● Instruction: Print out the entries below with no edits.

Entries from a dataset
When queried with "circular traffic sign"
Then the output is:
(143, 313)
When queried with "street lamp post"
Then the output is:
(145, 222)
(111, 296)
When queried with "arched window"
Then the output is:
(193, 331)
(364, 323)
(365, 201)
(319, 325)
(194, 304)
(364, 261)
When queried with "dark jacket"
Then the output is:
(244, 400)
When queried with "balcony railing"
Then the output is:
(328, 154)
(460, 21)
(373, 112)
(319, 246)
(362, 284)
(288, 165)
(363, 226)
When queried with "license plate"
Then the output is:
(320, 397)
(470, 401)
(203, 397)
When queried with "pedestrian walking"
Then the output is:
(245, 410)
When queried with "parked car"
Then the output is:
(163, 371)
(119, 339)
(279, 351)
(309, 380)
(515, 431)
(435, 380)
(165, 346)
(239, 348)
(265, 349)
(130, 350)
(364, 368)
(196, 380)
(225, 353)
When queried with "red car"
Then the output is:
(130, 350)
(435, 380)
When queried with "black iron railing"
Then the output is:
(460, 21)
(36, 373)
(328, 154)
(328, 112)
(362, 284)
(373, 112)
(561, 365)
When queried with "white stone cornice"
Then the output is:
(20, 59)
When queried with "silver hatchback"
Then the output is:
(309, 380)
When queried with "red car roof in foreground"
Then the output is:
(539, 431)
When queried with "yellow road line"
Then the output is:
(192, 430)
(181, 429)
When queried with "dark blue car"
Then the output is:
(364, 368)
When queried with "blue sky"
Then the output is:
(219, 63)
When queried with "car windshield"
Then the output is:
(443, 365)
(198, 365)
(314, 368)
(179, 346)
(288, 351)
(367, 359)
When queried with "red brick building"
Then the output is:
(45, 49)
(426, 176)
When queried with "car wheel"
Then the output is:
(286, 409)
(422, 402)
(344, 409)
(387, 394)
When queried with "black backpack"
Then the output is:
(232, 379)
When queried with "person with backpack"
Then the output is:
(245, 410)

● Task answer:
When queried with "circular traffic sign"
Then the output is:
(143, 313)
When queried with "street lamp post"
Then the output is:
(145, 222)
(111, 296)
When queried with "arched window"
Then the output is:
(193, 331)
(364, 323)
(365, 201)
(319, 325)
(194, 304)
(364, 261)
When queried with "dark jacket"
Then the output is:
(244, 400)
When queried with "balcony railing"
Then the output is:
(328, 154)
(460, 21)
(373, 112)
(319, 246)
(362, 284)
(288, 165)
(363, 226)
When queried with "license plate"
Then the output is:
(320, 397)
(470, 401)
(203, 397)
When queried with "pedestrian walking"
Then the output is:
(245, 410)
When queried with "parked car"
Then the output is:
(163, 371)
(119, 339)
(279, 351)
(309, 380)
(515, 431)
(435, 380)
(165, 346)
(239, 348)
(265, 349)
(130, 350)
(364, 368)
(196, 380)
(225, 353)
When queried with "red car"
Then the output is:
(130, 350)
(435, 380)
When queried with "black iron railing"
Then the output is:
(460, 21)
(36, 373)
(328, 154)
(328, 112)
(362, 284)
(373, 112)
(561, 365)
When queried with "white stone cornice"
Then the output is:
(20, 59)
When queried with "silver hatchback"
Then the output is:
(309, 380)
When queried with "red car roof in foreground"
Then the output is:
(539, 431)
When queried with "yellow road line"
Then the output is:
(192, 430)
(181, 429)
When queried with "dark blue car"
Then the output is:
(364, 368)
When queried with "blue sky"
Then the output is:
(219, 63)
When queried with "car windshield"
Then the output is:
(443, 365)
(198, 365)
(314, 368)
(179, 346)
(288, 351)
(367, 359)
When queried with "red brick building"
Then the output is:
(45, 49)
(426, 176)
When queried with "car wheel"
Then the output is:
(286, 409)
(422, 402)
(344, 409)
(387, 394)
When queried with "black backpack"
Then the output is:
(232, 379)
When queried with "person with backpack"
Then the output is:
(245, 410)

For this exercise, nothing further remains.